- **PROBLEMS TO WORK ON**:
1. In the forum thread on edge gluing plywood, what strip thickness does the person who started the thread now prefer?
2. In the forum thread on edge gluing plywood, write out the passage starting with "Just glue wider" and going on through "the strip. Help.", substituting "trim router" for "router".

# Edge Gluing Hardwood covered Plywood



## Blivingwell (Feb 11, 2008)

*Question: * I find myself using a lot of hardwood covered plywoods and spending a lot of time glueing hard wood strips to cover the exposed plywood. In my earlier projects I biscuited 3/4inch stips onto the ply. I found that my biscuit joiner cut holes that were a little larger than the biscuit and I would have to futz around tring to get the ply and the strip perfectly alligned during the clamp up. Since then, I found that i like the look of thiner strips i.e. 1/4 or less, and I can no longer use biscuits. Now I just glue on the strips and the task of alligning the two pieces is even harder, especially when the strip is got a slight crook in it as often happens when the fiber tenson is released when I cut the strips.

Does anyone have a fast, effecive, or precise method of laminating hardwood strips to plywood?


----------



## GaryK (Jun 25, 2007)

Just glue wider strips and use a router to flush them up. Quick and easy. It adds the same amout of time
always so you can predict exactly how long it will take.


----------



## Blivingwell (Feb 11, 2008)

I have to admit I tried this, but have not yet built a router table, and found that as I ran the length of the 4 foot board I rocked the router a bit (only the 3/4 inch face to steady the router) and ended up gouging the strip. Help.

Saved data entries:
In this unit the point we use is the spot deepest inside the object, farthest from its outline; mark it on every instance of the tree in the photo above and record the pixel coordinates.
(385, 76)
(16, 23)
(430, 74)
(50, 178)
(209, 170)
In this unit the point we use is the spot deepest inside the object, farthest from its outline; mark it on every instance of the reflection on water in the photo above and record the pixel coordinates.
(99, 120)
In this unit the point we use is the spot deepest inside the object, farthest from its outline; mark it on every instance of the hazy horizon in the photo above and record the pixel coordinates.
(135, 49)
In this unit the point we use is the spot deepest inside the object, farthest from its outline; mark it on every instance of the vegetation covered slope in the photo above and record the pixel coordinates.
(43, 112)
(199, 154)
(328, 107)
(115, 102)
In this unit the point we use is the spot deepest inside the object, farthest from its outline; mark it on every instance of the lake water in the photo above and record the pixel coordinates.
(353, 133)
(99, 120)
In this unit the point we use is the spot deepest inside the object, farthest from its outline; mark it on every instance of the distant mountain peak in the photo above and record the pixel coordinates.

- **OUTPUTS IN ORDER**:
1. 1/4 inch or less.

2.
Just glue wider strips and use a trim router to flush them up. Quick and easy. It adds the same amout of time
always so you can predict exactly how long it will take.


----------



## Blivingwell (Feb 11, 2008)

I have to admit I tried this, but have not yet built a trim router table, and found that as I ran the length of the 4 foot board I rocked the trim router a bit (only the 3/4 inch face to steady the trim router) and ended up gouging the strip. Help.